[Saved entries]
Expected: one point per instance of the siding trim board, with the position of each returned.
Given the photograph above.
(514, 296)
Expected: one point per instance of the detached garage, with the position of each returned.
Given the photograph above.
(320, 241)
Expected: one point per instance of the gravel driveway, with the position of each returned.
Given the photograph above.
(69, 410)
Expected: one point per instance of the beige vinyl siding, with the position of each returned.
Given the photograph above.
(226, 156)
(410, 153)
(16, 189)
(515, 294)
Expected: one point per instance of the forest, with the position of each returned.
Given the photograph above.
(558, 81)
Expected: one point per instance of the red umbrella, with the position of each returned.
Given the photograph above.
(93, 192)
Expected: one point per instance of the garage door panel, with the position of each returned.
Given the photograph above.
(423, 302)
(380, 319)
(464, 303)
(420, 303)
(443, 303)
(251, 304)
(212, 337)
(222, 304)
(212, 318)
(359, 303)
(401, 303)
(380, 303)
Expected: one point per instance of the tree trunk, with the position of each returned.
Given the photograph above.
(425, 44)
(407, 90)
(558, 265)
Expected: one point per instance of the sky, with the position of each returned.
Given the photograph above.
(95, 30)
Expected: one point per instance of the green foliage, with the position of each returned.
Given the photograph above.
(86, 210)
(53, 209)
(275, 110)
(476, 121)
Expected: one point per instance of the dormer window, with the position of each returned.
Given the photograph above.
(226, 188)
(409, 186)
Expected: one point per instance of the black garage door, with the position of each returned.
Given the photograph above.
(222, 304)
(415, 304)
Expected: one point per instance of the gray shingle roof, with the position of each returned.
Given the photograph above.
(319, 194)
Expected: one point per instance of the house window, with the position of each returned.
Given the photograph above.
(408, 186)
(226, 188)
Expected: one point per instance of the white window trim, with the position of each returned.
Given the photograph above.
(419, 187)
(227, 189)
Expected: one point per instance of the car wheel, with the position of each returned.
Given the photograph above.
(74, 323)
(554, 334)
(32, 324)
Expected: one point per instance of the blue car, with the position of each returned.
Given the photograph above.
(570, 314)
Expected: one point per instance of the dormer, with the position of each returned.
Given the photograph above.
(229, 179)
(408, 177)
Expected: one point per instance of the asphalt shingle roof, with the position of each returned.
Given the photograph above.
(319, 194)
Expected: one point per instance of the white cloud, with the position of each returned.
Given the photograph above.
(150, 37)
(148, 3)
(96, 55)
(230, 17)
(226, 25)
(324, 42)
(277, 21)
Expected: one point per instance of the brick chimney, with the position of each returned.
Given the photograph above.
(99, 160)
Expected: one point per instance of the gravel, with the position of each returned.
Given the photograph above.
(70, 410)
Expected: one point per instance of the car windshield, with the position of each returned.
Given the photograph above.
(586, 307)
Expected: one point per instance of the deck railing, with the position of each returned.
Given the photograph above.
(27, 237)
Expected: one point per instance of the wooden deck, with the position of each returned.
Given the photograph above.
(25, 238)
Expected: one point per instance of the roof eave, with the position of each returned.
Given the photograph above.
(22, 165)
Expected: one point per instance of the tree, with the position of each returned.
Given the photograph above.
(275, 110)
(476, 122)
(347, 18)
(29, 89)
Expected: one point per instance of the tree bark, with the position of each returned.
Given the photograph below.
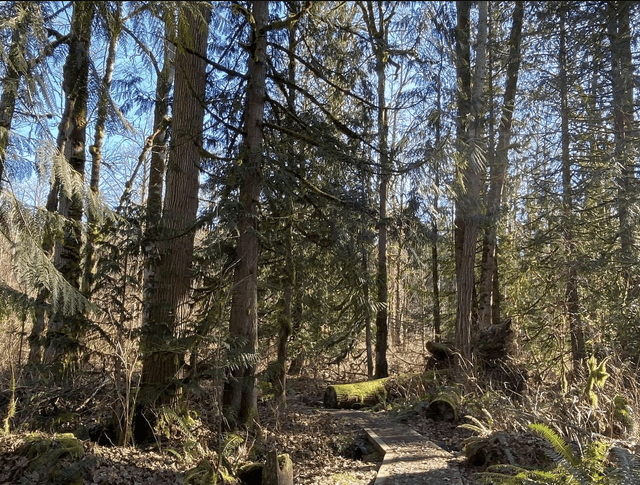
(572, 298)
(379, 39)
(470, 102)
(65, 333)
(15, 69)
(622, 78)
(104, 99)
(166, 301)
(497, 175)
(239, 397)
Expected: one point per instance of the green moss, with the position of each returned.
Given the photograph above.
(56, 460)
(621, 412)
(363, 390)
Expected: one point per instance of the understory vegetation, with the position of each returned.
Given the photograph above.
(219, 219)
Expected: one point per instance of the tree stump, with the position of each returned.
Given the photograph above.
(278, 470)
(441, 355)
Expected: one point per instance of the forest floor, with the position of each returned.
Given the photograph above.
(325, 448)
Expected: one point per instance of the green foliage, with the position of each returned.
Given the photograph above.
(11, 407)
(209, 471)
(181, 424)
(622, 414)
(56, 460)
(597, 377)
(592, 468)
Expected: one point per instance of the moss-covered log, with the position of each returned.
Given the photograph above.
(278, 470)
(356, 395)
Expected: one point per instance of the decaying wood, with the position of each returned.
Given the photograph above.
(494, 349)
(441, 355)
(278, 470)
(356, 395)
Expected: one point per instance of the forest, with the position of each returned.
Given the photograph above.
(221, 220)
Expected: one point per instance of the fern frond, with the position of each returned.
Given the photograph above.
(558, 444)
(627, 471)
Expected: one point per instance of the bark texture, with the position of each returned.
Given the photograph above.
(169, 268)
(65, 333)
(239, 397)
(489, 287)
(470, 170)
(572, 296)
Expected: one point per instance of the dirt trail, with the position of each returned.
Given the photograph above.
(409, 458)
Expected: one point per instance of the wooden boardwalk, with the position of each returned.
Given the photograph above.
(408, 457)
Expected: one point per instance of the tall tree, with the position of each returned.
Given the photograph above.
(239, 396)
(572, 289)
(64, 333)
(113, 21)
(471, 156)
(166, 300)
(622, 79)
(16, 67)
(488, 280)
(377, 19)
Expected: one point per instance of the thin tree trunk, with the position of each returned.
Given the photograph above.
(488, 297)
(467, 205)
(65, 333)
(622, 77)
(104, 96)
(435, 277)
(15, 69)
(572, 299)
(167, 300)
(379, 43)
(239, 398)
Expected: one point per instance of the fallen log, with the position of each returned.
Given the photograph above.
(356, 395)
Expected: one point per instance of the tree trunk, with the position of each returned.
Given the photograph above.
(15, 69)
(572, 299)
(470, 170)
(497, 175)
(65, 333)
(622, 78)
(379, 38)
(104, 99)
(166, 301)
(239, 396)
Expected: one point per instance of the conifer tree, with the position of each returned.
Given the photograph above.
(64, 333)
(166, 300)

▶ **THE TASK**
Return an exact transcription of the entries above, excluding each image.

▶ **EXERCISE OUTPUT**
Expected: one point per instance of the siding trim board, with the position of each returned.
Given the photograph above.
(514, 296)
Expected: one point per instance of the detached garage, with the position of each returned.
Given the photograph above.
(320, 241)
Expected: one point per instance of the gravel driveway, with the position of each returned.
Given the photograph above.
(69, 410)
Expected: one point per instance of the beige vinyl siding, with the position of each returned.
Given the photograph above.
(226, 156)
(410, 153)
(16, 189)
(515, 294)
Expected: one point per instance of the forest, with the position of each returned.
Given the photograph above.
(558, 81)
Expected: one point per instance of the red umbrella, with the position of each returned.
Given the photograph above.
(93, 192)
Expected: one point per instance of the garage door panel, with the position of each returned.
Given the photograph above.
(423, 302)
(380, 319)
(464, 303)
(420, 303)
(443, 303)
(251, 304)
(212, 337)
(222, 304)
(212, 318)
(359, 303)
(401, 303)
(380, 303)
Expected: one point per instance of the tree trunk, with the position of each returned.
Given the photograph above.
(425, 44)
(407, 90)
(558, 265)
Expected: one point per instance of the sky, with the position of each returned.
Given the photograph above.
(95, 30)
Expected: one point per instance of the green foliage, with the position of each returned.
Given the photograph above.
(86, 210)
(53, 209)
(275, 110)
(476, 121)
Expected: one point per instance of the dormer window, with the position of each returned.
Given the photograph above.
(226, 188)
(409, 186)
Expected: one point per instance of the black garage door, with the position of each returned.
Given the photograph above.
(222, 304)
(415, 304)
Expected: one point per instance of the gray shingle roof, with the position of each returned.
Given the photograph above.
(319, 194)
Expected: one point per instance of the house window, with the position of each returned.
Given the photograph above.
(408, 186)
(226, 188)
Expected: one point per instance of the white window trim, with the position of each returned.
Given the photograph above.
(419, 187)
(227, 189)
Expected: one point per instance of the car wheel, with the position of each returned.
Given the photograph above.
(74, 323)
(554, 334)
(32, 324)
Expected: one point per instance of the blue car, with the position of each returned.
Given the photograph above.
(570, 314)
Expected: one point per instance of the dormer, with the position of each returned.
Given the photograph above.
(229, 179)
(408, 177)
Expected: one point per instance of the asphalt shingle roof, with the position of each returned.
Given the photograph above.
(319, 194)
Expected: one point per instance of the white cloud, with the position of each returned.
Given the photograph above.
(150, 37)
(148, 3)
(96, 55)
(230, 17)
(226, 25)
(324, 42)
(277, 21)
Expected: one point per instance of the brick chimney, with the position of each returned.
Given the photograph above.
(99, 160)
Expected: one point per instance of the gravel, with the position of each returned.
Given the photograph above.
(70, 410)
Expected: one point per instance of the car windshield, with the position of each returned.
Given the photograph above.
(586, 307)
Expected: one point per instance of the deck railing, with the position of each returned.
Given the photograph above.
(27, 237)
Expected: one point per instance of the wooden deck, with the position of each returned.
Given the photograph above.
(25, 238)
Expected: one point per instance of the roof eave, with the position of each returned.
Given the photograph above.
(22, 165)
Expected: one point per instance of the tree, with the position of each returned.
Given the photograph above.
(275, 110)
(476, 122)
(347, 18)
(29, 89)
Expected: one point per instance of the tree bark, with the position of each returned.
Given the photograph below.
(572, 298)
(379, 39)
(470, 102)
(65, 333)
(15, 69)
(622, 78)
(104, 99)
(166, 301)
(497, 175)
(239, 397)
Expected: one point per instance of the green moss, with the position of each returned.
Given the photograph above.
(56, 460)
(621, 412)
(363, 390)
Expected: one point per instance of the understory vegetation, with the position of each returned.
Given the photograph above.
(219, 219)
Expected: one point per instance of the tree stump, with the position of each returned.
Given the photograph above.
(278, 470)
(441, 355)
Expected: one point per instance of the forest floor, with the position of each returned.
Given the photograph above.
(325, 448)
Expected: one point per instance of the green foliage, with the position of each returned.
Given the photograph above.
(11, 407)
(209, 471)
(181, 424)
(622, 414)
(56, 460)
(597, 377)
(592, 468)
Expected: one point per instance of the moss-covered log, with the position of each returned.
Given the photograph above.
(278, 470)
(356, 395)
Expected: one point per instance of the decaying wood, with the position of each returned.
Given the photograph above.
(494, 349)
(441, 355)
(278, 470)
(356, 395)
Expected: one point per instance of the forest, with the position of each returned.
Given the photograph above.
(221, 220)
Expected: one point per instance of the fern frond, with the position of each returned.
Given the photograph above.
(558, 444)
(627, 471)
Expected: one point per instance of the bark texture, with the position of each returned.
Given the photograph above.
(169, 268)
(65, 333)
(239, 397)
(489, 287)
(470, 170)
(572, 296)
Expected: one point per instance of the dirt trail, with the position of each returned.
Given the photograph above.
(409, 458)
Expected: one point per instance of the wooden boardwalk, with the position of each returned.
Given the photograph above.
(408, 457)
Expected: one point per instance of the tall tree, with the position of each returned.
Given the photograph above.
(239, 396)
(572, 289)
(64, 333)
(113, 21)
(471, 156)
(166, 300)
(622, 79)
(16, 67)
(488, 280)
(377, 19)
Expected: one point per instance of the thin tree trunk, with the position of each returned.
Given the photograph above.
(488, 297)
(467, 205)
(65, 333)
(622, 77)
(104, 96)
(435, 277)
(15, 69)
(572, 299)
(167, 300)
(379, 43)
(239, 398)
Expected: one point per instance of the fallen log, with the position of each returned.
Given the photograph above.
(356, 395)
Expected: one point per instance of the tree trunk, with the position of each returned.
Given the photograph above.
(15, 69)
(572, 299)
(470, 170)
(497, 175)
(65, 333)
(622, 78)
(379, 38)
(104, 99)
(166, 301)
(239, 396)
Expected: one point per instance of the conifer tree, with the position of each returned.
Given the photograph above.
(64, 333)
(166, 300)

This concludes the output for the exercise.